▶ [Work to be completed] Output the full listing word for word.

Begin Input data

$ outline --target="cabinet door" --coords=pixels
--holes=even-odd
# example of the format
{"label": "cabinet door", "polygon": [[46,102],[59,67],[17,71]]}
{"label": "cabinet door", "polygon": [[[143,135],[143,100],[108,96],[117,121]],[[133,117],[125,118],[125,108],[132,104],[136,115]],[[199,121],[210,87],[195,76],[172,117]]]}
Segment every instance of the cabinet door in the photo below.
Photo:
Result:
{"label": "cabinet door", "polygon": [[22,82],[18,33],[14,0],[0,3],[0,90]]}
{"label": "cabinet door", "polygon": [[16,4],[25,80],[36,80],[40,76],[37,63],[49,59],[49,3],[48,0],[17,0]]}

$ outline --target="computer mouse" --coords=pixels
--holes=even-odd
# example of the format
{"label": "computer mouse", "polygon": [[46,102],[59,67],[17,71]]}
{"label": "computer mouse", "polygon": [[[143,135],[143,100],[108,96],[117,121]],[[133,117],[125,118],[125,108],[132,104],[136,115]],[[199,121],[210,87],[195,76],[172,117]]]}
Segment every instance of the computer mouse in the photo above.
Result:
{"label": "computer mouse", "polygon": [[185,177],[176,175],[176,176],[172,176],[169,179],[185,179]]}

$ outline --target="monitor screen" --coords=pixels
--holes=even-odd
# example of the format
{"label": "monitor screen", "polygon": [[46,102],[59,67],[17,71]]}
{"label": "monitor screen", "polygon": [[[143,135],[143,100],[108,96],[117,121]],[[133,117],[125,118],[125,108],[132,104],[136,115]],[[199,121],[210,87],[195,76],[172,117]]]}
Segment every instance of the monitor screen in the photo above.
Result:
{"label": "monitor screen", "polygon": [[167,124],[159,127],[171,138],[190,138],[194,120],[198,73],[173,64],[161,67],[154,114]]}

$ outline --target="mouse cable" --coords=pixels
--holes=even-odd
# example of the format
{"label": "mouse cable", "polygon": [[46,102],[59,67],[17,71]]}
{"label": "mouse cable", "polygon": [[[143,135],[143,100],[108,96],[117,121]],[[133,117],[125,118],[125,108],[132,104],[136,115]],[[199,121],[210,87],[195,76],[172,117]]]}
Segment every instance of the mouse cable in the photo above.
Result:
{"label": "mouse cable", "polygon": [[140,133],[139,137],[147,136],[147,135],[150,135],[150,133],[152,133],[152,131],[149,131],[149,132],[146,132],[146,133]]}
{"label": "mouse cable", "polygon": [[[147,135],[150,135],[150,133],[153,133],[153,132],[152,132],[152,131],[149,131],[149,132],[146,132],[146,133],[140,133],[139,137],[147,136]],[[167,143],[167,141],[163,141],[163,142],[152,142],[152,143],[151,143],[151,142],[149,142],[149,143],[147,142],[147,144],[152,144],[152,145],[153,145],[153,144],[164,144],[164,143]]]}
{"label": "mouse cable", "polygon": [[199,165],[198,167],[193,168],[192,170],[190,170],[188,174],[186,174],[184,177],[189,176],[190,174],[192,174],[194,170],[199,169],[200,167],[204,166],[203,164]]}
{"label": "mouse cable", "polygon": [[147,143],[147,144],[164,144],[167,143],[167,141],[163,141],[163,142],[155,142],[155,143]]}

End Input data

▶ [Response]
$ outline --target="cabinet door" --coords=pixels
--holes=even-odd
# example of the format
{"label": "cabinet door", "polygon": [[46,102],[59,67],[17,71]]}
{"label": "cabinet door", "polygon": [[[143,135],[143,100],[108,96],[117,121]],[[133,117],[125,118],[125,108],[132,104],[136,115]],[[199,121],[210,87],[195,76],[172,117]]]}
Segment every instance of the cabinet door in the photo below.
Photo:
Result:
{"label": "cabinet door", "polygon": [[22,82],[18,33],[14,0],[0,3],[0,90]]}
{"label": "cabinet door", "polygon": [[16,4],[25,80],[36,80],[40,76],[37,63],[49,59],[49,3],[48,0],[17,0]]}

$ outline --target="computer mouse" --coords=pixels
--holes=even-odd
# example of the format
{"label": "computer mouse", "polygon": [[46,102],[59,67],[17,71]]}
{"label": "computer mouse", "polygon": [[[143,135],[143,100],[108,96],[117,121]],[[133,117],[125,118],[125,108],[132,104],[136,115]],[[199,121],[210,87],[195,76],[172,117]]]}
Segment every instance of the computer mouse in the photo above.
Result:
{"label": "computer mouse", "polygon": [[185,177],[176,175],[176,176],[172,176],[169,179],[185,179]]}

$ outline --target="monitor screen" --coords=pixels
--holes=even-odd
# example of the format
{"label": "monitor screen", "polygon": [[46,102],[59,67],[17,71]]}
{"label": "monitor screen", "polygon": [[[143,135],[143,100],[108,96],[117,121]],[[133,117],[125,118],[125,108],[132,104],[136,115]],[[199,121],[210,87],[195,76],[172,117]]]}
Segment every instance of the monitor screen in the photo above.
Result:
{"label": "monitor screen", "polygon": [[167,124],[159,127],[171,138],[190,138],[194,120],[198,73],[173,64],[161,67],[154,114]]}

$ outline --target="mouse cable" --coords=pixels
--holes=even-odd
# example of the format
{"label": "mouse cable", "polygon": [[46,102],[59,67],[17,71]]}
{"label": "mouse cable", "polygon": [[[143,135],[143,100],[108,96],[117,121]],[[133,117],[125,118],[125,108],[132,104],[136,115]],[[199,121],[210,87],[195,76],[172,117]]]}
Segment every instance of the mouse cable in the photo above.
Result:
{"label": "mouse cable", "polygon": [[140,133],[139,137],[147,136],[147,135],[150,135],[150,133],[152,133],[152,131],[149,131],[149,132],[146,132],[146,133]]}
{"label": "mouse cable", "polygon": [[[147,135],[150,135],[150,133],[153,133],[153,132],[152,132],[152,131],[149,131],[149,132],[146,132],[146,133],[140,133],[139,137],[147,136]],[[167,143],[167,141],[163,141],[163,142],[152,142],[152,143],[151,143],[151,142],[149,142],[149,143],[147,142],[147,144],[152,144],[152,145],[153,145],[153,144],[164,144],[164,143]]]}
{"label": "mouse cable", "polygon": [[199,165],[198,167],[193,168],[192,170],[190,170],[188,174],[186,174],[184,177],[189,176],[190,174],[192,174],[194,170],[199,169],[200,167],[204,166],[203,164]]}
{"label": "mouse cable", "polygon": [[147,143],[147,144],[164,144],[167,143],[167,141],[163,141],[163,142],[155,142],[155,143]]}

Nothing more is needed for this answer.